** start Article **

Okay. Thank you. That's helpful. And maybe a little simpler one here. Slide 12 mentions Ward County reevaluation, I haven't heard too much discussion about Ward today, I was just wondering if you could add some color on it, what you are looking for there and will it receive any activity in 2017?

John Lambuth - Cimarex Energy Co.

Yes. This is John. We have just finished recently completing an Upper Wolfcamp well on Ward County. We have plans for second one there. Some of this is driven by some recent competitor wells that come on in the area. It's also being driven by our frac innovation. I will tell you about two years ago to three years ago, we drilled a number of Ward County wells and that they were underperformers.

We now go back and look at those wells and we now realize, A, we probably landed them in the wrong zone and, B, we completely did not frac them appropriately. And so, we're taking another look at that acreage, and that's kind of where we find ourselves. Now obviously the proof will be in the results of the wells, but we're encouraged so far with what we've seen from other operators, and that's why we've gone back into that acreage.

Thomas E. Jorden - Cimarex Energy Co.

Yes. Ward County is a wonderful fairway. The challenge is that a lot of our acreage is sitting where the Third Bone Spring has already been developed with horizontal wells and that Third Bone Spring is really right at that Wolfcamp Bone Spring boundary. So you're coming in right below an existing fracture network and that's what John talked about completion innovations. It's threading the needle and the challenge has been, can you come in underneath those older depleted fractures and make a new modern completion.

So, we're very optimistic. We have some things we're trying that are direct consequences of some of our learnings over the last year or two years, and as John said, we're flowing our first well back now.

Jeff L. Campbell - Tuohy Brothers Investment Research, Inc.

Okay. And if I could just ask a follow-up real quick, just on what you just said. I just want to make sure I understood the problem. Is it more that there may be some concern that there is some reservoir exhaustion because of all the Third Bone Spring development or is this more like, say, in the DJ Basin where there's just a million wellbores all over the place and you've got to kind of sneak around them to not get into trouble or is it a little of both?

John Lambuth - Cimarex Energy Co.

I would argue it's actually neither of the two. We don't have a resource in place issue in terms of how we see it. It's more of the – what we start to observe is the existing fracture network that the Third Bone Spring wells created. And how we can ensure that when we come in with a new borehole in the Upper Wolfcamp that a lot of our frac energy doesn't go right back into that fracture network, essentially that that well fundamentally changed the stress properties of the rock. And so what we look at is how we can tailor our design to kind of stay away from that and maximize what still looks to be a very good resource there in the Wolfcamp. That's kind of what we're trying to as Tom said thread the needle with.

** end Article **
** start Input for this task **

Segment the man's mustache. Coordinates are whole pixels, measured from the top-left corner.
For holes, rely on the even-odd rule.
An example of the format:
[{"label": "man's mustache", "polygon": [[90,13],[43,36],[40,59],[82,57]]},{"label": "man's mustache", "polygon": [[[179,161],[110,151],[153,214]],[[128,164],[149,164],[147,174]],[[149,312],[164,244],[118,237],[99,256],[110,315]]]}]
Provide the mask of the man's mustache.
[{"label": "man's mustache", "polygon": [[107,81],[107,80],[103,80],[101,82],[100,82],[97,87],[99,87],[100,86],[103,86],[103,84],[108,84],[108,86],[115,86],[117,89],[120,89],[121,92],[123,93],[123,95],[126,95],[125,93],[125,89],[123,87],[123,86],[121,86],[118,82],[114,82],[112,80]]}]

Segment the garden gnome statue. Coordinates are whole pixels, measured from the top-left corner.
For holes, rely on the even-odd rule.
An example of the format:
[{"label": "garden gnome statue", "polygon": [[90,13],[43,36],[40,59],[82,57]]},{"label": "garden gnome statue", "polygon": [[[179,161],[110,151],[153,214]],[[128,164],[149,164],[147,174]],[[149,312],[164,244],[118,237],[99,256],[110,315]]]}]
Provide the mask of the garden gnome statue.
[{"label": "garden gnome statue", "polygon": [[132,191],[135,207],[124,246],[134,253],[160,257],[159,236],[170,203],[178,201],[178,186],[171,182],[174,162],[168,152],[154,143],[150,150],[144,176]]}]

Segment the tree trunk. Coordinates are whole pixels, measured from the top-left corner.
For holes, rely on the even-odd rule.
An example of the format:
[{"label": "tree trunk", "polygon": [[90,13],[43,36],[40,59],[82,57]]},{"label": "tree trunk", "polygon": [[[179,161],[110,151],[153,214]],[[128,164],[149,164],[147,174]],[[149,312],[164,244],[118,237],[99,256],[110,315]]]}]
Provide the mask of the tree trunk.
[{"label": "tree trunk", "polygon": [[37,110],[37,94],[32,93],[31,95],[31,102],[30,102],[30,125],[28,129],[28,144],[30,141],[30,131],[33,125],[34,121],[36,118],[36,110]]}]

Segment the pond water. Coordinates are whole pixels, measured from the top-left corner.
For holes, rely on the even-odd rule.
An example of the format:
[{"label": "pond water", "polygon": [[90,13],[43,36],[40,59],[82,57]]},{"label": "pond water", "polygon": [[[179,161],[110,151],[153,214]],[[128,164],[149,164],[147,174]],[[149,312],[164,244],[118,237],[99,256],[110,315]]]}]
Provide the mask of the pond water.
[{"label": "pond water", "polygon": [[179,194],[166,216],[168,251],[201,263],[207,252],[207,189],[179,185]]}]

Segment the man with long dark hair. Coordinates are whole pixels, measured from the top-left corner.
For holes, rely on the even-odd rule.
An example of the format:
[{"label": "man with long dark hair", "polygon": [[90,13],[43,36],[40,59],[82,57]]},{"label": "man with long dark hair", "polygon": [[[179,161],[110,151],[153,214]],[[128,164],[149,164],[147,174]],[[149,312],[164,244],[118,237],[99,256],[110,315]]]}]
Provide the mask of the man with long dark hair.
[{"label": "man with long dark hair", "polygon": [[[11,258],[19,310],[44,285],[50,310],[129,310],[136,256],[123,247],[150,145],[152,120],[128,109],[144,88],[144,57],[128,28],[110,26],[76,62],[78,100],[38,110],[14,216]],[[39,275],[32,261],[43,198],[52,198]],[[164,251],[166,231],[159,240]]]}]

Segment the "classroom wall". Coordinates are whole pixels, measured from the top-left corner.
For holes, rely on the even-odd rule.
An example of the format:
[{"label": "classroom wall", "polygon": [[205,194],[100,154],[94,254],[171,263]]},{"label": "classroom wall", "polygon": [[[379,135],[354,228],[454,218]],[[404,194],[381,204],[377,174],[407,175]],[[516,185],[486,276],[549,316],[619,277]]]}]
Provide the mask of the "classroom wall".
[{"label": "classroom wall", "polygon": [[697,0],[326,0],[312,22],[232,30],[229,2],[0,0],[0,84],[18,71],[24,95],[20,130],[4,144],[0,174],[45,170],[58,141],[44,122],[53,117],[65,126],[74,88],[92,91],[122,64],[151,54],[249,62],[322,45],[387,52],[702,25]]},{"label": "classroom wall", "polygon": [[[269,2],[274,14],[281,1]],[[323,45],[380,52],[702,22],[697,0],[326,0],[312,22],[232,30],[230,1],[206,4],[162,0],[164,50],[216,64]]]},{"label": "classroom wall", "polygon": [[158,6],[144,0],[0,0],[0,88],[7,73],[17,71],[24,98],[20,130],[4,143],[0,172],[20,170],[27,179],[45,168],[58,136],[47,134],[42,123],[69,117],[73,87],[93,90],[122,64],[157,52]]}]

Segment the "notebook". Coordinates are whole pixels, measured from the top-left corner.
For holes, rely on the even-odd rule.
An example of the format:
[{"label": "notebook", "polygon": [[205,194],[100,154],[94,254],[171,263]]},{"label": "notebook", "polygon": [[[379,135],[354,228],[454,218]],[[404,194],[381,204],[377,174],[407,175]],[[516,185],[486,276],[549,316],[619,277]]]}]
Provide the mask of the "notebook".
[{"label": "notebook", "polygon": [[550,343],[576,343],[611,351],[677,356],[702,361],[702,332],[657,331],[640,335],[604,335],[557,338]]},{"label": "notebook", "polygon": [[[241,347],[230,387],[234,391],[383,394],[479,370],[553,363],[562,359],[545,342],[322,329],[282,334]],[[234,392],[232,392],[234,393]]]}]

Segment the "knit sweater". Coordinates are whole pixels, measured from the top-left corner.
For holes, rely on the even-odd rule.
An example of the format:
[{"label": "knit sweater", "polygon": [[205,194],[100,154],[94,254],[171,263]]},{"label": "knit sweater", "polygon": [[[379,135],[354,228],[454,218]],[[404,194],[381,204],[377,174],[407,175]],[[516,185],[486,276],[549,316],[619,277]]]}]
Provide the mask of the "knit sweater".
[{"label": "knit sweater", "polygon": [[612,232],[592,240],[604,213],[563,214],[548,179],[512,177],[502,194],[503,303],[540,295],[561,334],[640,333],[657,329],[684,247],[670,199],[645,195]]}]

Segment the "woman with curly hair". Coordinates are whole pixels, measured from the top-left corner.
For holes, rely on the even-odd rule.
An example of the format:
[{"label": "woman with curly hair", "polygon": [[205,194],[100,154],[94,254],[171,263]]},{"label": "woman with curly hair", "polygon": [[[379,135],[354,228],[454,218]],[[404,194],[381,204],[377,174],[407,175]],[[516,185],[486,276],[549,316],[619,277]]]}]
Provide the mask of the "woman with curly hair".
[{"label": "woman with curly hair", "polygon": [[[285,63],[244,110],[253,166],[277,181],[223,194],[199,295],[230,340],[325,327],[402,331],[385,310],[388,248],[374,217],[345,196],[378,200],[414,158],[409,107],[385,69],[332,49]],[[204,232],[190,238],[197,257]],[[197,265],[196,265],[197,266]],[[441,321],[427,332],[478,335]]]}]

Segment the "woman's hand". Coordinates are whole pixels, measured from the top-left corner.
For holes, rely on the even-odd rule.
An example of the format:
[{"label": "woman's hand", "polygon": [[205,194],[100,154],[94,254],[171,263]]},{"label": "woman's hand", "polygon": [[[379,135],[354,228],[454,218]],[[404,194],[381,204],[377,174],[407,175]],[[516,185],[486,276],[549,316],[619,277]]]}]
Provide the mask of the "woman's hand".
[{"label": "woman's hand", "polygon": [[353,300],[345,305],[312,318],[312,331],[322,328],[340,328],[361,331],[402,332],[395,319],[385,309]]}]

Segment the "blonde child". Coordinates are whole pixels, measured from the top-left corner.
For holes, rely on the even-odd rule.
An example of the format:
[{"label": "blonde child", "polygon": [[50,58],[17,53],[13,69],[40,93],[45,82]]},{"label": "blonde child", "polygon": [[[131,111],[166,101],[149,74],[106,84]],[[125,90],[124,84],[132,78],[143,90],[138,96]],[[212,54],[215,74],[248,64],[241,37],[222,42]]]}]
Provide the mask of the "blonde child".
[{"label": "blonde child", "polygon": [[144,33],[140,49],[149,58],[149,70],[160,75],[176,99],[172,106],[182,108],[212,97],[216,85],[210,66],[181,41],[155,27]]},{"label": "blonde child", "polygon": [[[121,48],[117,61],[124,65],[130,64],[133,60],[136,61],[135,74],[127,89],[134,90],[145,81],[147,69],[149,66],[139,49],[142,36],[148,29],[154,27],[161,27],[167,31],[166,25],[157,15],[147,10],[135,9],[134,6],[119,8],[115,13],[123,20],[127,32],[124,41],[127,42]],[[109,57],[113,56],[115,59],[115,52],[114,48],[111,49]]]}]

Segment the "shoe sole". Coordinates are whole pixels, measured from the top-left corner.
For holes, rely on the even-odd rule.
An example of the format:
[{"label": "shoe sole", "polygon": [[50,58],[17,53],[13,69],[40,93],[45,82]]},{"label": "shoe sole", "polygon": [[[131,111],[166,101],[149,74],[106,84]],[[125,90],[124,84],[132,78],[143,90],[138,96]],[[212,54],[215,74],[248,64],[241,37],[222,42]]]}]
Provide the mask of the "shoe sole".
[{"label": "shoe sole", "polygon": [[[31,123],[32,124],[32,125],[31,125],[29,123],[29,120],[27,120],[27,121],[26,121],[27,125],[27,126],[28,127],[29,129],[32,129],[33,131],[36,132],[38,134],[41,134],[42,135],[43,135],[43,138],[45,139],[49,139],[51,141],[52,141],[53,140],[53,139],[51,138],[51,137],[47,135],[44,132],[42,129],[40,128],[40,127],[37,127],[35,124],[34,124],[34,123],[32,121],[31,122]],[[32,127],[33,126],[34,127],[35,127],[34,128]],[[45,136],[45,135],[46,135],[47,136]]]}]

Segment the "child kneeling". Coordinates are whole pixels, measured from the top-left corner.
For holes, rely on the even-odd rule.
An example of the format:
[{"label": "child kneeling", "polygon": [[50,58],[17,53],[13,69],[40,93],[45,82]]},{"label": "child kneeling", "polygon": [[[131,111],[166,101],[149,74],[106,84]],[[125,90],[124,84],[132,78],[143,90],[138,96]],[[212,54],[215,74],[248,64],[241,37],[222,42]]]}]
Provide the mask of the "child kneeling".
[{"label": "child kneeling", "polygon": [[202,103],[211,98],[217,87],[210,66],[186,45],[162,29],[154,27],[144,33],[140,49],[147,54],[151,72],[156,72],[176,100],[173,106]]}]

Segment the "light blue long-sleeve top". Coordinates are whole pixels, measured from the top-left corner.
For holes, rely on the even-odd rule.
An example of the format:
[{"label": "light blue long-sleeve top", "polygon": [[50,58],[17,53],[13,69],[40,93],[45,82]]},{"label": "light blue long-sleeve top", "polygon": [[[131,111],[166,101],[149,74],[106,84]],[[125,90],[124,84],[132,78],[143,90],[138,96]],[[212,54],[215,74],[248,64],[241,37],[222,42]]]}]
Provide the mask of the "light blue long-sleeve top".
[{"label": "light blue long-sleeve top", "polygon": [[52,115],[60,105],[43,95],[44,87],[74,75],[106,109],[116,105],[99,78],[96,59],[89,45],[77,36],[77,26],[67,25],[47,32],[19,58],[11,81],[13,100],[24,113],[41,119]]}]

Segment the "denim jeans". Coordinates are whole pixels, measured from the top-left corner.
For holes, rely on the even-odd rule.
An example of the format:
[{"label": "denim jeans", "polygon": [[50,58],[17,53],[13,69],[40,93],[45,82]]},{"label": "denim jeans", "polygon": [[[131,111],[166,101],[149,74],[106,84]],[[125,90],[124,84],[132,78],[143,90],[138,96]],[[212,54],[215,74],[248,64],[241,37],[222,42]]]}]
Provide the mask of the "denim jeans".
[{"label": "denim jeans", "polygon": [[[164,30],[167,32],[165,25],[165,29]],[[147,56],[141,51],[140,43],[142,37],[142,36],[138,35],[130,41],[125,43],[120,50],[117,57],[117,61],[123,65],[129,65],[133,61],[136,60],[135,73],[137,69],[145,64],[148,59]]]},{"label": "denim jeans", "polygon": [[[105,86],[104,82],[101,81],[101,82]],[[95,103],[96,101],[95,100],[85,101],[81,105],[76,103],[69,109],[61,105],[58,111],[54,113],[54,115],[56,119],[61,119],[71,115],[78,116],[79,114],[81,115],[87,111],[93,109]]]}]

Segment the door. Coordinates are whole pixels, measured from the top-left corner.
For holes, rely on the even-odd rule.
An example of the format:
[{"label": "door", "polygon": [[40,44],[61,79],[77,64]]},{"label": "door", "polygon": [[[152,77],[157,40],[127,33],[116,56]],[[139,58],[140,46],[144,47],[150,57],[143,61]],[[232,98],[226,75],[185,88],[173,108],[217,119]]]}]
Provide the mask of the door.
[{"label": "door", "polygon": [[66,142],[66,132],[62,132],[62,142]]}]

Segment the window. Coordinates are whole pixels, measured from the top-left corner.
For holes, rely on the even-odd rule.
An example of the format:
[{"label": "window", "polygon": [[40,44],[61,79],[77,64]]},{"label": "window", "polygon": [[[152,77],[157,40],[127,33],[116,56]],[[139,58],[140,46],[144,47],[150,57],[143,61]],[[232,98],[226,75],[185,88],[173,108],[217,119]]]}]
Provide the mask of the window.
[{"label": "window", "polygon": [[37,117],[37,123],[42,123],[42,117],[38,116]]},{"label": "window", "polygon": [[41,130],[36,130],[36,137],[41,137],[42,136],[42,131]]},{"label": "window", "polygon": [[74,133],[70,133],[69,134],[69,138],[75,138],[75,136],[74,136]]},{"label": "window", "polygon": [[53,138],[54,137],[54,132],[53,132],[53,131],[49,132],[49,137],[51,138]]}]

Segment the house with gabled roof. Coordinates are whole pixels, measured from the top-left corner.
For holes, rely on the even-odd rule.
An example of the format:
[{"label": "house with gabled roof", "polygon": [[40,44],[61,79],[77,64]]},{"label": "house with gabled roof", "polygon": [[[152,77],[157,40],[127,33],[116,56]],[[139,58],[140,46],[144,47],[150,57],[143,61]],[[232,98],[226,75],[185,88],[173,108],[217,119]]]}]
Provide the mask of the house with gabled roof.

** end Input for this task **

*Short task 1*
Duplicate the stretch of the entries from the line containing "Segment the man with" through the line containing "Provide the mask of the man with".
*Short task 2*
Please write the next part of the Cimarex conference call transcript, picking up right after its final sentence.

*Final answer 1*
Segment the man with long dark hair. Coordinates are whole pixels, measured from the top-left corner.
For holes, rely on the even-odd rule.
An example of the format:
[{"label": "man with long dark hair", "polygon": [[90,13],[43,36],[40,59],[82,57]]},{"label": "man with long dark hair", "polygon": [[[179,161],[110,151],[153,214]],[[128,164],[149,164],[147,174]],[[149,312],[164,244],[118,237],[99,256],[110,315]]]}]
Provide the mask of the man with long dark hair.

*Final answer 2*
Jeff L. Campbell - Tuohy Brothers Investment Research, Inc.

Okay. Well, thank you. I appreciate that clarification. Thank you.

Operator

Our next question will come from Pearce Hammond of Simmons. Please go ahead.

Pearce Hammond - Simmons Piper Jaffray

Hi. Good morning and thanks for taking my questions. There was helpful commentary in the prepared remarks about current well cost, so thank you for that. I just want to clarify, I think you had mentioned a 4% to 15% increase from Q4 and was that just on completion cost?

Joseph R. Albi - Cimarex Energy Co.

Yes. This is Joe. That was just for the completion side of the equation. So that would be your water sourcing, fracking, stimulation and initial flow back. And there is a tremendous degree of variability there, because the size of the job, John mentioned some of the experiments we are doing. And your total well cost is obviously, then – completion cost is a function of service cost, your sand cost, your chemical cost, your sourcing cost. So how all those play together, it's hard to come up and just say, hey, here is our increase.

What I can tell you is that the service side has been the biggest increase that we've seen. If you look at our service cost per stage as compared to Q3 2016, it might be upwards of 20-plus percent per stage, but we've managed to control other costs through efficiencies of sourcing and what have you. And so it's really just – the range I gave you is kind of where our current AFEs on the completion side are now, taking into account current frac designs and the current cost today.

Pearce Hammond - Simmons Piper Jaffray

Great. And then, John, as far as the capital budget for this year is concerned, how much service cost increase is baked into that?

Mark Burford - Cimarex Energy Co.

Yes, Pearce, this is Mark Burford. We have a small amount built into the upper end of our range. If you look at our range of $850 million to $950 million on drilling and completion cost, if you looked at our completion cost component for the second half – or last three quarters of the year, and looked at some minor amount of inflation has to be built into the upper end of the range for that capital guidance.

Pearce Hammond - Simmons Piper Jaffray

Okay. Great. Thank you. Yeah, go ahead.

Joseph R. Albi - Cimarex Energy Co.

This is Joe. I might add some too. The previous guidance that we issued in Q3 or the Q3 call, really didn't take into account any of this. And so to some degree, yes, I think it was $600 million that we quoted, that did not account for any completion cost escalations going into 2017.

Pearce Hammond - Simmons Piper Jaffray

Prefect. Thanks, guys.

Operator

Our next question will come from David Tameron of Wells Fargo. Please go ahead.

David R. Tameron - Wells Fargo Securities LLC

Good morning. Couple of questions. Just big picture, as I start thinking about potential increase in service costs, or I guess the increase in service costs. And overlaying that, as far as the higher intensity wells relating to frac jobs et cetera. Is there – when you start talking about your costs – or starting to equate where you were in the first part of the year in 2016, how do we think about productivity gains versus – is there any template or any framework you can give me as far as, if service costs go up 30%, then we start having to back off some of the sand because the frac job doesn't make sense anymore. Is there any color along those lines as far as that toggle going forward?

Thomas E. Jorden - Cimarex Energy Co.

Well, I can take a stab at that. We've had pretty good luxury of being able to innovate with costs on a per unit basis being exceedingly low. One of the numbers we track is what it costs us to pump a pound of sand in a stimulation cost. So take all the cost, water, pressure pumping, sand, chemicals, throw them all together and just what does it cost us to place a pound of sand in the reservoir.

David R. Tameron - Wells Fargo Securities LLC

Okay.

Thomas E. Jorden - Cimarex Energy Co.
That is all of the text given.